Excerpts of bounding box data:
┄┄┄┄┄┄
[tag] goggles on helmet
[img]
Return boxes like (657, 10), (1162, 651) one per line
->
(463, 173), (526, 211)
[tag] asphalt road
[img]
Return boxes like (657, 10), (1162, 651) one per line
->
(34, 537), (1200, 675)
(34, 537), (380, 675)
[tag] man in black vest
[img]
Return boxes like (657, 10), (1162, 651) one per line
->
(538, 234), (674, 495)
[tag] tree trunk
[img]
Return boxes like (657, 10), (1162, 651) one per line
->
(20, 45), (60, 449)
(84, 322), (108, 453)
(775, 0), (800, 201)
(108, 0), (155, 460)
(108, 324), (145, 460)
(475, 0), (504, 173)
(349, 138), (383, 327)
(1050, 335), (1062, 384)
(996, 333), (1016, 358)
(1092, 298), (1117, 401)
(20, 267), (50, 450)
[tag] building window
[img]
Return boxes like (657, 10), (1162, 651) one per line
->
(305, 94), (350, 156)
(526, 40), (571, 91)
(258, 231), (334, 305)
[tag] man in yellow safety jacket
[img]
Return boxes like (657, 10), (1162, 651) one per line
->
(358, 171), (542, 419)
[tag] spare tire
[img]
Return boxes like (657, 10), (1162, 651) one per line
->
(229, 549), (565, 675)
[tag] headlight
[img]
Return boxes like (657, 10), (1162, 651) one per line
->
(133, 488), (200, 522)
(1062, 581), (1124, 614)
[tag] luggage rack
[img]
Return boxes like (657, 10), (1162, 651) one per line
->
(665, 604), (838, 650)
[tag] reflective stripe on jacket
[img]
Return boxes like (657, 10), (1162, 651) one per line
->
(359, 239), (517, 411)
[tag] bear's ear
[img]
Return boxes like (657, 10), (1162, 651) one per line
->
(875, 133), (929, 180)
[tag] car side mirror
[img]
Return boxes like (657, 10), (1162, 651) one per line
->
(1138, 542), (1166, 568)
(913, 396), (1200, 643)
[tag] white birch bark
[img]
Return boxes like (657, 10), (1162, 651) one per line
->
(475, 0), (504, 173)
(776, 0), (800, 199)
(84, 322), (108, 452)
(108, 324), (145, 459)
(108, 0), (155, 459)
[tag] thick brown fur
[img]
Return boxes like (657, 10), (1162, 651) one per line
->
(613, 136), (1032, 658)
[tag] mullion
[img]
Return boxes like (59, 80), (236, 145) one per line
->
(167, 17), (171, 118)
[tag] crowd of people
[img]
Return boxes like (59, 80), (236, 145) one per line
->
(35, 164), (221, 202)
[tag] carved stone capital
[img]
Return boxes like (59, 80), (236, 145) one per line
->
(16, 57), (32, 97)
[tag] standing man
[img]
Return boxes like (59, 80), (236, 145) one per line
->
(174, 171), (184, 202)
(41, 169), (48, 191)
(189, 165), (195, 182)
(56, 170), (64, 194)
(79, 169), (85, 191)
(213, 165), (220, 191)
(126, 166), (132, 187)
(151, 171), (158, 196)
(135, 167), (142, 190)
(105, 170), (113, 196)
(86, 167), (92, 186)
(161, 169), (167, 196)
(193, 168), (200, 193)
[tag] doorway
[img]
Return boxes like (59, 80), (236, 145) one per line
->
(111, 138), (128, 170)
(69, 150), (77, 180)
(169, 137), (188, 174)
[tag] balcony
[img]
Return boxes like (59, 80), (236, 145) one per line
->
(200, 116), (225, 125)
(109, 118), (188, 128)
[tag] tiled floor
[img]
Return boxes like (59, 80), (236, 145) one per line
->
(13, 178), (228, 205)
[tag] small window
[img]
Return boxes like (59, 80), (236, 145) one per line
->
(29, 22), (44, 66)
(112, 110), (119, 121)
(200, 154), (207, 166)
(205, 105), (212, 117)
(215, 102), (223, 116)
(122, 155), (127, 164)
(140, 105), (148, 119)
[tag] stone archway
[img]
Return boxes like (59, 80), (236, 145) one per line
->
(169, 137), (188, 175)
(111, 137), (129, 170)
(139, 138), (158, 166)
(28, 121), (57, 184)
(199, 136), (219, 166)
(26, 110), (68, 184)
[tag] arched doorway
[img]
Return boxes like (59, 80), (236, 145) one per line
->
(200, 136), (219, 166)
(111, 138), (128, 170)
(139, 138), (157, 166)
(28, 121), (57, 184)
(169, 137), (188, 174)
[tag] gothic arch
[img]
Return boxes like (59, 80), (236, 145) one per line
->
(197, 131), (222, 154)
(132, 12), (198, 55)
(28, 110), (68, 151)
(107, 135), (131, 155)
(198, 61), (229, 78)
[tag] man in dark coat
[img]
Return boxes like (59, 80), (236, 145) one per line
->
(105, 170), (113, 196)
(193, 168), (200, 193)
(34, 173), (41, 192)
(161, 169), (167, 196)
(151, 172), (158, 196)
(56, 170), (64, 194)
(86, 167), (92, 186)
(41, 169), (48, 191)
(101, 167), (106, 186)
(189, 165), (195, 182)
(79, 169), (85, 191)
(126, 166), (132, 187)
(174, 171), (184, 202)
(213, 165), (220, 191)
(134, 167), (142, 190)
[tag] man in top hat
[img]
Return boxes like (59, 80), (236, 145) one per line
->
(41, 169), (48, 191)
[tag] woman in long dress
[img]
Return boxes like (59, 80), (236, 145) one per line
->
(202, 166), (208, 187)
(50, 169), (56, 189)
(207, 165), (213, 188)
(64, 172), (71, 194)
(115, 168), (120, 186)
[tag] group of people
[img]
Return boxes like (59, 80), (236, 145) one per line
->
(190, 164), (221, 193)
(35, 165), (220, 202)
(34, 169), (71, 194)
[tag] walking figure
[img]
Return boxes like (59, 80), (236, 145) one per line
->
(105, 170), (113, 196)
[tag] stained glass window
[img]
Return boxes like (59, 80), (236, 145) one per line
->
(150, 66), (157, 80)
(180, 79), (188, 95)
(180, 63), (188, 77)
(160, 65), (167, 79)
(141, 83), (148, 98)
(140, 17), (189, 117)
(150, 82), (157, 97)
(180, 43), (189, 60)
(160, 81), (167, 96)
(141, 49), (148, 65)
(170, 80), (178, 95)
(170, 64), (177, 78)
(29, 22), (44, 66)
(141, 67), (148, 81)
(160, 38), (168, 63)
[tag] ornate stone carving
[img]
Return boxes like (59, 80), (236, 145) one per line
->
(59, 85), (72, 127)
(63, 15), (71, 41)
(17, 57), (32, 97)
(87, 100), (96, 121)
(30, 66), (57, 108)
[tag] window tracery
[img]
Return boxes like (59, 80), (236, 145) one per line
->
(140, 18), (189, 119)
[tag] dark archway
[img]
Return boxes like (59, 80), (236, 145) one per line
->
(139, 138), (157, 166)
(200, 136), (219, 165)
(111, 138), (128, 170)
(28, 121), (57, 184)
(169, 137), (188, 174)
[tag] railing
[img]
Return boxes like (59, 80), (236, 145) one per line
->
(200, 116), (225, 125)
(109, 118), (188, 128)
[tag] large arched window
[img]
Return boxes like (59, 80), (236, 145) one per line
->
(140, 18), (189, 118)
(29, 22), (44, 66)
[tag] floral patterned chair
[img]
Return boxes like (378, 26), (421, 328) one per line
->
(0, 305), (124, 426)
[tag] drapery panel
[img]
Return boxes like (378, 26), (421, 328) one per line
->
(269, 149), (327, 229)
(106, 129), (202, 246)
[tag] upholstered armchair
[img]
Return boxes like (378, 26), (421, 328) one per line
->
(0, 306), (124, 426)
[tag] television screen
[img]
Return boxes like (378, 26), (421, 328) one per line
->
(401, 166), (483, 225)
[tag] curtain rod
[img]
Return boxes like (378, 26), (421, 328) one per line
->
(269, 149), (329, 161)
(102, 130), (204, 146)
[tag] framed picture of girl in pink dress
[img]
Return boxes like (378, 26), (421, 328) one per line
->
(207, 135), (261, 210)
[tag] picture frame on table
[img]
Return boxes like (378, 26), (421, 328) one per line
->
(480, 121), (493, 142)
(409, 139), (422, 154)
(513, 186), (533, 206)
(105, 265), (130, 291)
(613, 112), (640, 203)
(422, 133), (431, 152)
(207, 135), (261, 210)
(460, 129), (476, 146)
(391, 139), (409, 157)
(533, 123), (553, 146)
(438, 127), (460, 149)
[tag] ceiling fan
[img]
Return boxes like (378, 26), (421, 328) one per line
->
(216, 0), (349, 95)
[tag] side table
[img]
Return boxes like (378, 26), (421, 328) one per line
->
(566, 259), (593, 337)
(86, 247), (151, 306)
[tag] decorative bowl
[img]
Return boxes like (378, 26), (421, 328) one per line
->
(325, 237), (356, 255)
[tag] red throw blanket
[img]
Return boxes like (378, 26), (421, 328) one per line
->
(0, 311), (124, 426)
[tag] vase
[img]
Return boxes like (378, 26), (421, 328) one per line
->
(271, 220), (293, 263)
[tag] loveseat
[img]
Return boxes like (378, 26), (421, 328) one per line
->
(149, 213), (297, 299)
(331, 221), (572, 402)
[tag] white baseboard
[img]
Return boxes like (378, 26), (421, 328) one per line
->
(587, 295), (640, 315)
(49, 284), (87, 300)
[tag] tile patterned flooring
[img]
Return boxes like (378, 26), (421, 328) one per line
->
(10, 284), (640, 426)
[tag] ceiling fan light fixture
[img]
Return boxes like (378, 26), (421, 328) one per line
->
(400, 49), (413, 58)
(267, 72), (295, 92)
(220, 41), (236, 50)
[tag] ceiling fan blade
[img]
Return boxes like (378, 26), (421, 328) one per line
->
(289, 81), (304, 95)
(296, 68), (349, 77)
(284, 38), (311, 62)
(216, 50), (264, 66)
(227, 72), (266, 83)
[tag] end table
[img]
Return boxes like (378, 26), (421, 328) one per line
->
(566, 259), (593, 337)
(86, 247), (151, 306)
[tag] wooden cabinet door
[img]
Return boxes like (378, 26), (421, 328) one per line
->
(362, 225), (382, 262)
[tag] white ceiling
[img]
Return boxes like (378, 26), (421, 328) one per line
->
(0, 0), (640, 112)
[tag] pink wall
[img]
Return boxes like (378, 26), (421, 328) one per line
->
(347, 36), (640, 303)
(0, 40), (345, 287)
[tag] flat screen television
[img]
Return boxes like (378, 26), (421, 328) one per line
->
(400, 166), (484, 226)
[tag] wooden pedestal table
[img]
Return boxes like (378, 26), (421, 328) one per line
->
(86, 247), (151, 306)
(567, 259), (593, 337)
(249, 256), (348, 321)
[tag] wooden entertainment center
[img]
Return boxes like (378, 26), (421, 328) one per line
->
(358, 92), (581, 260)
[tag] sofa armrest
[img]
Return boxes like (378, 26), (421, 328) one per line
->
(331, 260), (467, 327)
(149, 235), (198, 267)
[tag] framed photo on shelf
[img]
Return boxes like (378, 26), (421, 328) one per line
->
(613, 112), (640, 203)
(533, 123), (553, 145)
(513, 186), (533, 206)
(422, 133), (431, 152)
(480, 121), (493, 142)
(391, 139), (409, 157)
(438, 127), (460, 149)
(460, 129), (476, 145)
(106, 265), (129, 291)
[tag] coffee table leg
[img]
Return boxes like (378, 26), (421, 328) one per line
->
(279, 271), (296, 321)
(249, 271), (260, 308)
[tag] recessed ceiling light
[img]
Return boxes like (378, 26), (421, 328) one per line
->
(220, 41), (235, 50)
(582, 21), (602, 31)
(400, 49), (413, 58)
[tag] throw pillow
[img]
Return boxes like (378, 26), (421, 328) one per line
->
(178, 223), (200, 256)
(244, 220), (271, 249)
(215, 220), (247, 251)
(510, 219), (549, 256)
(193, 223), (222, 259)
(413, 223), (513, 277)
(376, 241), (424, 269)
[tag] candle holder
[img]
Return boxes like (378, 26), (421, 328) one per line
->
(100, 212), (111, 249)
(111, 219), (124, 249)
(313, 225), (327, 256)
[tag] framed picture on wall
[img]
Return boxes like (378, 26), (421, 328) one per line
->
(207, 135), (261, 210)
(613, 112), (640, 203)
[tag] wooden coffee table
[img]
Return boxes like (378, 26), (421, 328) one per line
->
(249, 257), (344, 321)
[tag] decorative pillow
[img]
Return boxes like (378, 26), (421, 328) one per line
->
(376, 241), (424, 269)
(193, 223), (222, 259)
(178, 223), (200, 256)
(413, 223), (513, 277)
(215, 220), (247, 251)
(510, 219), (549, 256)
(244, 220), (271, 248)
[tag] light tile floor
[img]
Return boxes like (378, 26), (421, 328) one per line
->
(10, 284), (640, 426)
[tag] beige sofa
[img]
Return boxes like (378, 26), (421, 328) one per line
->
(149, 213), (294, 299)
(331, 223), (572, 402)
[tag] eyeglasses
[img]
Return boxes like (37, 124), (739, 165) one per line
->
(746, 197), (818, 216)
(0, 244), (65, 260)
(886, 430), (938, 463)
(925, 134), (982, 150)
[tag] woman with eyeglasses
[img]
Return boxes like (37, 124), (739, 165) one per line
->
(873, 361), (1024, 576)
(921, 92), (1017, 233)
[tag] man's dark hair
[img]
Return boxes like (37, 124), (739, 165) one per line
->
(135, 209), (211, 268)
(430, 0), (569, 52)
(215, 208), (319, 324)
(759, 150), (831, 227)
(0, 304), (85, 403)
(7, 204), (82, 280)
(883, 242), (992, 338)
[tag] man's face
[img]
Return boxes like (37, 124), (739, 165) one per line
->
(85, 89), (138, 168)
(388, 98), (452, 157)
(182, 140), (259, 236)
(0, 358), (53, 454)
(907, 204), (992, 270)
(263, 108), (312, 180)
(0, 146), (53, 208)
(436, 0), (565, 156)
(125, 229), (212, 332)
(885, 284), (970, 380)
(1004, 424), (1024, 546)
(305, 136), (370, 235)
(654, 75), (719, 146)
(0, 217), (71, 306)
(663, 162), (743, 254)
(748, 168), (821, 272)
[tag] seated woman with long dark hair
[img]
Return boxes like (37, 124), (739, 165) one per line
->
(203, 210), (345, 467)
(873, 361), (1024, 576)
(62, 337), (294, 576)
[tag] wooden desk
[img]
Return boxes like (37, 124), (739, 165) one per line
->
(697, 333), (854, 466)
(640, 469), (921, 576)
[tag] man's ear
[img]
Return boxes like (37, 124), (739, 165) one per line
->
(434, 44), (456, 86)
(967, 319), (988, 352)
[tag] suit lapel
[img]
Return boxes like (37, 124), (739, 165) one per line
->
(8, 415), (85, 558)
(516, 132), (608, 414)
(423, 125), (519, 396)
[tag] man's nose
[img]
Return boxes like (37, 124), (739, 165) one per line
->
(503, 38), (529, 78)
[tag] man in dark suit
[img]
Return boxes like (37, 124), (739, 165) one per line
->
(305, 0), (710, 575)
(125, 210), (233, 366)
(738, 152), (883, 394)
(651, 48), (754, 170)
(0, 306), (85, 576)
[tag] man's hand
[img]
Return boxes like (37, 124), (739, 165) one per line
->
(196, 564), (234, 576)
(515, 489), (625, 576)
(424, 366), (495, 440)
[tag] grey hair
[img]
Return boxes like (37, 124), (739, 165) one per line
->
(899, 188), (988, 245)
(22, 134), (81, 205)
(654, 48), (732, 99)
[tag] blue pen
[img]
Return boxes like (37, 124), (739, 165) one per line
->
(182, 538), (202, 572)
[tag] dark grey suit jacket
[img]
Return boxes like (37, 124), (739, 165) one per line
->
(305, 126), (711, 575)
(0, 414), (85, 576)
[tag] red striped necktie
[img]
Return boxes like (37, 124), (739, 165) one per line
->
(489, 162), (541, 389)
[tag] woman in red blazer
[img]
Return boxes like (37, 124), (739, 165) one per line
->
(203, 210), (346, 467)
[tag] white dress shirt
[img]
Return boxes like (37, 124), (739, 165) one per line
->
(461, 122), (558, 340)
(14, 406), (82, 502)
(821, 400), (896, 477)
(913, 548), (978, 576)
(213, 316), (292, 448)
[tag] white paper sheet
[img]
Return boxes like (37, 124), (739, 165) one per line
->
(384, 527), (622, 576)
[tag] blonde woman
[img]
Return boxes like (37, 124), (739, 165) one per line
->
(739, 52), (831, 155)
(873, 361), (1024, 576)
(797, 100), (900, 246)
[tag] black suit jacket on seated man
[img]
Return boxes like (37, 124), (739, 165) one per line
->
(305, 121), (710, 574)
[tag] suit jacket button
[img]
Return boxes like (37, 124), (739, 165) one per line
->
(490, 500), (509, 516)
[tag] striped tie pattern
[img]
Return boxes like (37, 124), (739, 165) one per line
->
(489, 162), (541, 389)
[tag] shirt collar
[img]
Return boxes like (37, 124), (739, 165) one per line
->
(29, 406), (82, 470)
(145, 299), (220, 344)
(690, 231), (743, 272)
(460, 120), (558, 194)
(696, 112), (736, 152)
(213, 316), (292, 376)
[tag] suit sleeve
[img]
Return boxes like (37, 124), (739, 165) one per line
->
┄┄┄┄┄┄
— The problem —
Put everything in the listing above, from the line containing "[tag] carved stone capital" down to the line containing "(26, 110), (68, 184)", into a Markdown table with the columns Row and Content. Leave out any blank lines.

— Task solution —
| Row | Content |
|---|---|
| 1 | [tag] carved stone capital |
| 2 | [img] |
| 3 | Return boxes like (59, 80), (236, 145) one per line |
| 4 | -> |
| 5 | (16, 57), (32, 97) |
| 6 | [tag] standing man |
| 7 | [img] |
| 8 | Return boxes like (59, 80), (236, 145) one per line |
| 9 | -> |
| 10 | (174, 171), (184, 202) |
| 11 | (41, 169), (48, 191) |
| 12 | (189, 165), (195, 182) |
| 13 | (56, 170), (64, 194) |
| 14 | (79, 169), (85, 191) |
| 15 | (213, 165), (220, 191) |
| 16 | (126, 166), (132, 187) |
| 17 | (151, 171), (158, 196) |
| 18 | (135, 167), (142, 190) |
| 19 | (105, 170), (113, 196) |
| 20 | (86, 167), (92, 186) |
| 21 | (161, 169), (167, 196) |
| 22 | (193, 168), (200, 193) |
| 23 | [tag] doorway |
| 24 | [img] |
| 25 | Return boxes like (59, 80), (236, 145) one per line |
| 26 | -> |
| 27 | (111, 138), (128, 170) |
| 28 | (69, 150), (77, 180) |
| 29 | (169, 137), (188, 174) |
| 30 | [tag] balcony |
| 31 | [img] |
| 32 | Return boxes like (59, 80), (236, 145) one per line |
| 33 | -> |
| 34 | (200, 116), (225, 125) |
| 35 | (109, 118), (188, 128) |
| 36 | [tag] tiled floor |
| 37 | [img] |
| 38 | Return boxes like (59, 80), (236, 145) one per line |
| 39 | -> |
| 40 | (13, 178), (228, 205) |
| 41 | [tag] small window |
| 42 | [img] |
| 43 | Return boxes like (59, 80), (236, 145) one per line |
| 44 | -> |
| 45 | (29, 22), (44, 66) |
| 46 | (112, 110), (119, 121) |
| 47 | (200, 154), (207, 166) |
| 48 | (205, 105), (212, 117) |
| 49 | (215, 102), (223, 116) |
| 50 | (122, 155), (127, 164) |
| 51 | (140, 105), (148, 119) |
| 52 | [tag] stone archway |
| 53 | [img] |
| 54 | Return boxes like (59, 80), (236, 145) one per line |
| 55 | -> |
| 56 | (169, 137), (188, 175) |
| 57 | (111, 137), (129, 170) |
| 58 | (139, 138), (158, 166) |
| 59 | (28, 121), (57, 184) |
| 60 | (199, 136), (219, 166) |
| 61 | (26, 110), (68, 184) |